Une fois n’est pas coutume, près de 18 ans après les émeutes de 2005, les banlieues se sont de nouveau embrasées en 2023, suite à la mort encore une fois d’un jeune des quartiers à l’issue d’une confrontation avec la police. Auparavant, fin octobre 2005, Zyed, 17 ans et Bouna, 15 ans, s’étaient réfugiés dans le poste électrique de Clichy-sous-Bois pour tenter de fuir la police. Fin juin 2023, désormais, c’est Nahel, 17 ans qui se fera tuer par un policier motocycliste après un refus d’obtempérer. Après avoir menti dans un premier temps en expliquant que l’ado les avait foncés dessus, une vidéo amateur a prouvé le contraire et a montré dans son intégralité la façon dont l’intervention s’est déroulée. Une énième offense émanant de la police que le peuple des banlieues n’a pas pu accepter. Il s’en est donc suivi six jours de révoltes dans lesquels les trois premiers jours étaient les plus bouillants, les trois autres n’ont été que pillages et violences gratuites. Aujourd’hui, nous allons voir ensemble ce que nous apprennent les émeutes de juin dernier après la mort de Nahel sur le climat social en France ? Voici mon analyse.

Sommaire :

I. Quel est le cœur du problème ?
II. L’auto-décrédibilisation d’un mouvement
III. Les choses que personne n’a osé dire sur les quartiers et sur la société française contemporaine


I. Quel est le cœur du problème ?

Aujourd’hui, nous nous retrouvons près de trois semaines après le début de la révolte. Bien que celle-ci ait duré moins d’une semaine, il est important de l’analyser afin de comprendre le contexte social dans lequel notre pays se situe.

A. Des personnes invisibilisées dans la société

Contrairement à beaucoup de choses qui se sont dites sur les réseaux sociaux et sur les plateaux TV, la révolte des banlieues est totalement légitime. En effet, on parle de populations invisibilisées au quotidien dans le paysage politique et médiatique français. Les personnes issues des banlieues n’ont pas de partis politiques, pas d’élus, pas de députés, pas de magistrats, pas de ministres, pas de journalistes. Rien ! Sauf des professionnels du divertissement et des sportifs qui reçoivent une pléthore d’insultes lorsqu’ils daignent parler de sujets sérieux. N’essayez pas de me trouver un contre-exemple en me sortant un des rares noms issus de cet environnement social qui a réussi, pour après me dire que lui, il a réussi à faire ceci ou cela hors du divertissement, car l’exception ne fait pas la règle.

-.-.-

» **Consignes**:
1. D'après l'extrait sur les émeutes des banlieues, combien de jours les révoltes qui ont suivi la mort de Nahel ont-elles duré ?
2. Rédigez la suite de l'extrait sur les émeutes des banlieues, à partir de sa dernière phrase.

(Entrées de la collection)
-.-.-

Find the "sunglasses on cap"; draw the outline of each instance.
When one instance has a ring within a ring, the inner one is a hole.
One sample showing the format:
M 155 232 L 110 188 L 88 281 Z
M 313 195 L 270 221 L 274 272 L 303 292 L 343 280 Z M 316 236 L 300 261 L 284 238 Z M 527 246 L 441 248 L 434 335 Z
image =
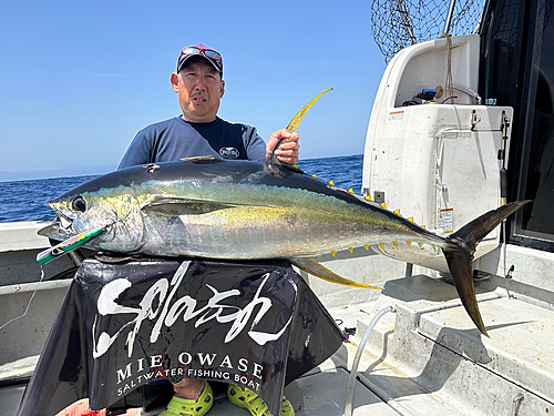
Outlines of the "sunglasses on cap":
M 198 47 L 186 47 L 181 51 L 181 55 L 178 57 L 177 71 L 181 70 L 188 58 L 198 55 L 206 58 L 212 63 L 212 65 L 214 65 L 217 72 L 223 72 L 222 54 L 213 49 Z

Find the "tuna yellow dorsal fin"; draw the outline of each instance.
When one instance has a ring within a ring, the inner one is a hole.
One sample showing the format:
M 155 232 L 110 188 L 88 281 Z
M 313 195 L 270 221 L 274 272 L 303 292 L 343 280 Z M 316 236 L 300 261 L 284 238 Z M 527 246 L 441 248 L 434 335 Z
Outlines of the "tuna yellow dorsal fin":
M 294 133 L 298 126 L 300 125 L 300 123 L 302 122 L 304 120 L 304 116 L 306 115 L 306 113 L 309 111 L 309 109 L 311 109 L 311 106 L 317 102 L 317 100 L 319 100 L 321 97 L 324 97 L 325 94 L 327 94 L 329 91 L 331 91 L 332 88 L 328 89 L 327 91 L 324 91 L 321 92 L 319 95 L 317 95 L 314 100 L 311 100 L 309 103 L 307 103 L 304 109 L 301 109 L 298 114 L 296 114 L 294 116 L 293 120 L 290 120 L 290 123 L 288 123 L 287 125 L 287 130 L 290 132 L 290 133 Z

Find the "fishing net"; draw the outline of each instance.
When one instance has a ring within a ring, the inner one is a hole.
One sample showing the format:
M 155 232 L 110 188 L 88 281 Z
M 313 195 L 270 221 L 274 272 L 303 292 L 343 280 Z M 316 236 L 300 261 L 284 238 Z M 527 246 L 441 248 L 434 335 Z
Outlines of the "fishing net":
M 479 28 L 485 0 L 458 0 L 449 33 L 471 34 Z M 388 63 L 401 49 L 440 38 L 451 2 L 448 0 L 373 0 L 371 30 Z

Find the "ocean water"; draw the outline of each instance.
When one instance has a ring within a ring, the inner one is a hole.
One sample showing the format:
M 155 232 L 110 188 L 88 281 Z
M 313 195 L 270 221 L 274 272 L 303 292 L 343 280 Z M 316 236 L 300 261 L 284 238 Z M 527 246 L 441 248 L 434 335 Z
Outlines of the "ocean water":
M 338 187 L 361 190 L 361 154 L 340 158 L 307 159 L 298 166 L 321 181 L 334 181 Z M 0 182 L 0 223 L 47 221 L 54 217 L 47 205 L 69 190 L 96 176 L 53 177 L 33 181 Z

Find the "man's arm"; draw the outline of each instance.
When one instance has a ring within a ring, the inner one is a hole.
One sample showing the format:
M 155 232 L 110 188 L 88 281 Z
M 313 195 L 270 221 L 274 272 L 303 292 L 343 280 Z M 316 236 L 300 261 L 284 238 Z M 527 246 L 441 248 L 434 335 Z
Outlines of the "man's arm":
M 148 163 L 151 160 L 151 145 L 146 140 L 143 131 L 141 130 L 136 133 L 135 138 L 129 145 L 127 151 L 123 155 L 123 159 L 117 166 L 117 170 L 136 166 L 138 164 Z

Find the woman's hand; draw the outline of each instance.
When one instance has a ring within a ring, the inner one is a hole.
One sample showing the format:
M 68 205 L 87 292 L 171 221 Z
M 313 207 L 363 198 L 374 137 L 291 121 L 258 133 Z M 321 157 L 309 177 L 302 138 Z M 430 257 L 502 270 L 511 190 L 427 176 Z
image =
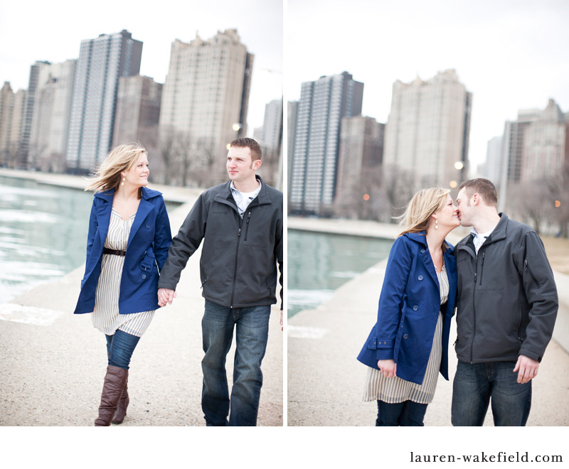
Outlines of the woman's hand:
M 397 363 L 393 360 L 378 360 L 378 368 L 386 378 L 393 378 L 396 376 Z
M 158 305 L 163 308 L 166 304 L 172 304 L 172 301 L 176 298 L 176 291 L 169 289 L 158 289 Z

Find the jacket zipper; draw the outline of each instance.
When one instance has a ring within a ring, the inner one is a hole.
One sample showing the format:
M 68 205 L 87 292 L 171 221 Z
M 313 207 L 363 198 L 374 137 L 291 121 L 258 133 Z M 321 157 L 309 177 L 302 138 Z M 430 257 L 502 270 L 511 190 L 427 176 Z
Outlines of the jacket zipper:
M 474 357 L 474 337 L 476 336 L 476 308 L 474 308 L 474 298 L 476 298 L 476 281 L 478 276 L 478 259 L 476 262 L 476 270 L 474 271 L 474 288 L 472 290 L 472 340 L 470 342 L 470 365 L 472 365 L 472 357 Z
M 538 283 L 537 279 L 536 279 L 536 277 L 534 276 L 533 272 L 531 271 L 531 269 L 529 268 L 529 264 L 528 264 L 528 259 L 524 259 L 523 264 L 524 264 L 523 269 L 526 272 L 529 272 L 530 276 L 531 277 L 532 280 L 533 280 L 533 281 L 535 282 L 536 285 L 537 285 L 538 288 L 539 288 L 539 284 Z
M 247 242 L 247 234 L 249 232 L 249 220 L 251 220 L 251 212 L 247 214 L 247 226 L 245 229 L 245 242 Z
M 243 219 L 239 217 L 239 231 L 237 232 L 237 247 L 235 247 L 235 262 L 233 269 L 233 287 L 231 289 L 231 301 L 229 306 L 231 309 L 233 308 L 233 296 L 235 293 L 235 284 L 237 283 L 237 256 L 239 254 L 239 241 L 241 239 L 241 228 L 243 226 Z

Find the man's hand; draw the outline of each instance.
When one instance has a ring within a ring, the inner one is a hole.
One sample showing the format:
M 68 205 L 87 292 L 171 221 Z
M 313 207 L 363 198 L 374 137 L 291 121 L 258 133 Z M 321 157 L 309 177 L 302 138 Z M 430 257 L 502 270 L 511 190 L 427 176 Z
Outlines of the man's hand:
M 516 363 L 516 367 L 514 369 L 514 372 L 519 370 L 518 373 L 518 382 L 523 384 L 528 382 L 530 379 L 533 379 L 538 375 L 538 370 L 539 369 L 539 362 L 535 360 L 531 360 L 528 357 L 520 355 L 518 357 L 518 362 Z
M 397 363 L 393 360 L 378 360 L 378 368 L 386 378 L 393 378 L 397 374 Z
M 158 304 L 161 307 L 166 304 L 172 304 L 172 300 L 176 298 L 176 291 L 170 289 L 158 289 Z

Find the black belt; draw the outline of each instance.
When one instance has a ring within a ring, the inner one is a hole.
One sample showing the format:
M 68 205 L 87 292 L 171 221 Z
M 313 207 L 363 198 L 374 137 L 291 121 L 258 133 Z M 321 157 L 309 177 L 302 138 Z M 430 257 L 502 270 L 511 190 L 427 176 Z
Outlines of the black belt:
M 103 254 L 113 254 L 115 256 L 123 256 L 124 257 L 124 256 L 127 255 L 127 252 L 126 251 L 116 251 L 115 249 L 107 249 L 106 247 L 103 248 L 102 253 Z

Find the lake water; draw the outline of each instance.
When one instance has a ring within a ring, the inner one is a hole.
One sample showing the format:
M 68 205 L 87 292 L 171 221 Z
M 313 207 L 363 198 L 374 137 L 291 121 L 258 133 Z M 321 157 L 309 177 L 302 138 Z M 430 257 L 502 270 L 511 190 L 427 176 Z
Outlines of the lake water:
M 312 309 L 387 258 L 393 239 L 289 230 L 287 316 Z
M 92 193 L 0 176 L 0 303 L 85 262 L 92 204 Z

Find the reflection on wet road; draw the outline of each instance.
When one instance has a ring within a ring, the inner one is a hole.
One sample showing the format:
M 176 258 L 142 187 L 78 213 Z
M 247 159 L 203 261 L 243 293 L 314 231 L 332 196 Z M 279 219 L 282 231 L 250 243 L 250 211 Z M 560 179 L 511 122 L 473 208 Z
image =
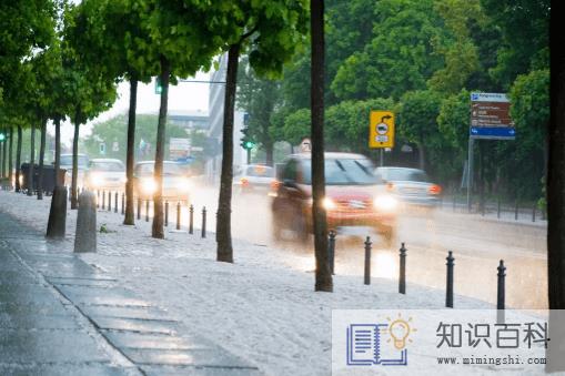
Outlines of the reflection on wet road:
M 199 189 L 193 195 L 195 225 L 200 226 L 201 210 L 209 210 L 208 228 L 215 231 L 218 190 Z M 170 220 L 174 221 L 171 210 Z M 188 225 L 183 212 L 182 223 Z M 271 237 L 270 197 L 256 194 L 234 194 L 232 235 L 255 244 L 264 244 L 292 252 L 294 256 L 281 260 L 290 266 L 314 268 L 311 244 L 275 243 Z M 546 227 L 515 224 L 457 214 L 451 211 L 398 219 L 397 246 L 386 248 L 376 234 L 366 234 L 373 241 L 372 274 L 397 278 L 400 242 L 408 250 L 406 275 L 410 283 L 445 288 L 445 257 L 453 251 L 455 257 L 455 294 L 496 302 L 496 267 L 504 260 L 506 270 L 506 305 L 514 308 L 547 307 Z M 339 236 L 335 273 L 363 275 L 364 237 Z M 296 262 L 300 260 L 300 262 Z M 456 303 L 456 302 L 455 302 Z

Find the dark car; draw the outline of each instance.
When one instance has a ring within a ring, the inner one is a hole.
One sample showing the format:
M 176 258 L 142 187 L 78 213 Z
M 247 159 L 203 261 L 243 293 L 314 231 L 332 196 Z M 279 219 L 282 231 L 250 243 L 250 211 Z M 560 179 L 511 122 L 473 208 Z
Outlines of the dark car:
M 275 240 L 292 232 L 306 241 L 313 233 L 311 162 L 310 153 L 295 154 L 280 169 L 272 203 Z M 337 233 L 346 233 L 350 227 L 371 227 L 390 246 L 395 235 L 396 200 L 373 170 L 371 161 L 360 154 L 325 154 L 323 204 L 327 226 Z

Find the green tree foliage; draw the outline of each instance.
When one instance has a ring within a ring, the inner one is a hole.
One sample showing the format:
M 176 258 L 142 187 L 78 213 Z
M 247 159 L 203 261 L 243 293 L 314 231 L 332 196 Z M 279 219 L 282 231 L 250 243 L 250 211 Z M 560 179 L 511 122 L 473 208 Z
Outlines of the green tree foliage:
M 265 163 L 273 164 L 274 138 L 270 132 L 272 115 L 281 102 L 281 83 L 259 79 L 243 59 L 238 74 L 238 108 L 249 114 L 245 136 L 265 151 Z
M 157 115 L 138 114 L 135 116 L 137 132 L 135 145 L 139 146 L 141 140 L 152 145 L 151 151 L 157 142 L 155 124 Z M 115 157 L 125 161 L 127 145 L 128 145 L 128 116 L 118 115 L 104 122 L 95 123 L 92 126 L 92 132 L 85 136 L 82 142 L 84 151 L 90 157 Z M 169 150 L 169 140 L 171 138 L 189 138 L 182 126 L 169 122 L 165 139 L 165 150 Z M 118 143 L 118 150 L 113 148 L 114 142 Z M 105 154 L 100 154 L 100 143 L 105 144 Z M 139 149 L 138 149 L 139 152 Z M 154 155 L 140 155 L 140 160 L 152 160 Z M 165 157 L 169 157 L 165 153 Z
M 375 8 L 379 19 L 374 38 L 363 51 L 340 67 L 332 90 L 340 99 L 398 99 L 410 90 L 424 90 L 442 68 L 436 53 L 445 29 L 432 0 L 383 0 Z

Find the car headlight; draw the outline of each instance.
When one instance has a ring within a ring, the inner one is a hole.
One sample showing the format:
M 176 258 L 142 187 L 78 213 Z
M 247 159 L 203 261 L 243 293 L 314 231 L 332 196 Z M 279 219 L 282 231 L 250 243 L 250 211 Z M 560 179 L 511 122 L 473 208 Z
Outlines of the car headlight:
M 100 186 L 103 184 L 103 179 L 100 174 L 93 173 L 89 176 L 90 184 L 93 186 Z
M 373 201 L 373 205 L 376 209 L 387 211 L 387 212 L 395 210 L 397 204 L 398 204 L 398 202 L 396 201 L 396 199 L 394 199 L 393 196 L 390 196 L 390 195 L 377 196 Z
M 335 202 L 330 197 L 324 197 L 324 200 L 322 201 L 322 205 L 326 211 L 335 209 Z
M 157 183 L 153 179 L 144 179 L 141 181 L 141 189 L 147 194 L 153 194 L 157 191 Z

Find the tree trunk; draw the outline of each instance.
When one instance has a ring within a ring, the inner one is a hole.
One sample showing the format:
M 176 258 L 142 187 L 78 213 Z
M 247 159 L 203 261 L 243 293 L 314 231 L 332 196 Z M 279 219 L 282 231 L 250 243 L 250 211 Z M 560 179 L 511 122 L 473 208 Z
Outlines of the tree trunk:
M 22 131 L 21 125 L 18 125 L 18 144 L 16 145 L 16 192 L 21 191 L 20 175 L 21 175 L 21 140 Z
M 315 291 L 332 292 L 333 281 L 327 257 L 327 223 L 322 204 L 325 196 L 324 165 L 324 1 L 310 1 L 312 45 L 312 215 L 316 257 Z
M 41 121 L 41 142 L 39 144 L 38 200 L 43 200 L 43 160 L 46 157 L 47 120 Z
M 559 8 L 559 7 L 557 7 Z M 553 10 L 552 10 L 553 11 Z M 556 10 L 558 14 L 558 10 Z M 552 47 L 565 43 L 561 20 L 551 19 Z M 565 348 L 565 53 L 556 48 L 551 55 L 551 121 L 548 131 L 549 160 L 547 169 L 547 276 L 549 293 L 549 329 L 547 372 L 563 372 Z
M 61 170 L 61 118 L 54 118 L 54 171 L 56 186 L 64 185 L 64 179 L 59 179 L 59 170 Z
M 233 263 L 232 247 L 232 180 L 233 180 L 233 111 L 241 44 L 230 45 L 228 51 L 228 72 L 225 77 L 225 96 L 222 129 L 222 173 L 220 196 L 218 199 L 218 221 L 215 241 L 216 260 Z
M 161 108 L 159 109 L 159 124 L 157 126 L 157 148 L 155 148 L 155 167 L 154 179 L 157 190 L 153 194 L 153 224 L 151 235 L 157 238 L 164 238 L 163 228 L 163 157 L 164 157 L 164 135 L 167 126 L 167 105 L 169 101 L 169 75 L 171 65 L 169 61 L 161 57 Z
M 269 142 L 264 144 L 265 146 L 265 164 L 273 166 L 273 153 L 274 153 L 274 143 Z
M 135 224 L 133 207 L 133 163 L 135 162 L 135 108 L 138 104 L 138 79 L 130 79 L 130 111 L 128 113 L 128 154 L 125 156 L 125 216 L 123 224 Z
M 12 186 L 12 177 L 13 177 L 13 126 L 10 126 L 10 145 L 8 146 L 8 181 L 10 182 L 10 186 Z
M 420 170 L 425 170 L 425 151 L 424 151 L 424 143 L 418 142 L 417 144 L 417 162 Z
M 4 134 L 4 141 L 1 142 L 2 155 L 0 156 L 0 159 L 2 160 L 2 177 L 6 177 L 6 159 L 8 156 L 7 153 L 8 134 L 6 132 L 6 128 L 2 129 L 2 133 Z
M 28 196 L 33 194 L 33 164 L 36 163 L 36 126 L 31 125 L 30 166 L 28 169 Z
M 74 135 L 72 138 L 71 210 L 78 207 L 77 183 L 79 179 L 79 132 L 80 124 L 75 123 Z

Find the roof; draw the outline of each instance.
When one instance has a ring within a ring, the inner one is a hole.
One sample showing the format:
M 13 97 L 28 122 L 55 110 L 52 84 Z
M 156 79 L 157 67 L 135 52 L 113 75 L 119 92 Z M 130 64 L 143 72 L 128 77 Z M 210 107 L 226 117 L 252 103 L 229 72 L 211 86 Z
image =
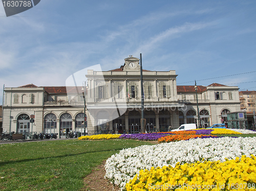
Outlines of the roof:
M 218 84 L 217 83 L 213 83 L 207 86 L 226 86 L 225 85 Z
M 48 93 L 82 93 L 84 90 L 82 90 L 82 86 L 37 86 L 33 84 L 27 84 L 18 87 L 43 87 L 45 90 Z M 84 88 L 84 87 L 83 87 Z M 87 89 L 86 89 L 87 91 Z
M 27 84 L 24 86 L 19 86 L 19 87 L 38 87 L 38 86 L 33 84 Z
M 48 93 L 82 93 L 84 90 L 82 90 L 82 86 L 44 86 L 45 91 Z M 86 91 L 87 89 L 86 88 Z
M 120 68 L 112 69 L 111 70 L 109 70 L 108 71 L 123 71 L 122 67 L 120 67 Z M 151 71 L 142 69 L 142 71 Z
M 206 89 L 204 86 L 197 86 L 197 92 L 202 92 Z M 195 92 L 195 86 L 177 86 L 177 92 Z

-.-.-

» **Corrigés**:
1. Six jours.

2.
B. Des personnes qui subissent des injustices au quotidien

Ces populations invisibilisées dans le paysage politique subissent constamment des injustices comme les discriminations à l’embauche, en raison de leur nom, adresse postale, origine ethnique ou religieuse. Le tout cumulé à une attitude très courtoise de la part des agents de police. La police plus qu’ailleurs dans le pays, agit de manière totalement décomplexée lorsqu’il s’agit de s’en prendre aux jeunes issus des quartiers. Banalisation des contrôles au faciès multiples dénoncés par des ONG comme Human Rights Watch et le « profond problème de racisme » dans la police française dénoncé par l’ONU. Face à ce système dans lequel beaucoup de jeunes n’ont pas de repères, énormément tombent dans la délinquance et plusieurs d’entre eux décrochent sur le plan scolaire.

C. L’erreur de l’extrême droite et des racistes

D’ailleurs petit message aux racistes et aux clients de l’extrême droite qui ont crié partout qu’on avait tout donné aux banlieues (RSA, chômage, CAF, Allocations Familiales) et ils ne sont pas contents.

Je rappelle que les minimas sociaux visent à subvenir à des besoins et non à enrichir des personnes. Qui est déjà sorti de la pauvreté en étant dorloté et entretenu par des fonds extérieurs ? Personne. De plus, je vous demanderais si pour vous, c’est un luxe d’être parqué dans un bâtiment de 15-20 étages localisé dans un environnement où règne une ségrégation sociale, ethnique et spatiale instaurée depuis les années 1970 ?

Les banlieues sont les zones spatiales les plus pauvres de France. Et il n’y a pas besoin d’avoir décroché un doctorat en sciences sociales pour comprendre que la pauvreté et le manque de repère engendrent la criminalité et l’insécurité. Là où, bien évidemment, des politiques d’extrême droite verront un lien avec l’immigration pour satisfaire de manière opportuniste à leur vindicte haineuse, visant à satisfaire des échéances électorales, qu’ils n’arrivent visiblement pas à satisfaire de manière assez risible depuis plusieurs années. comme quoi leur fonds de commerce n’intéresse pas les Français.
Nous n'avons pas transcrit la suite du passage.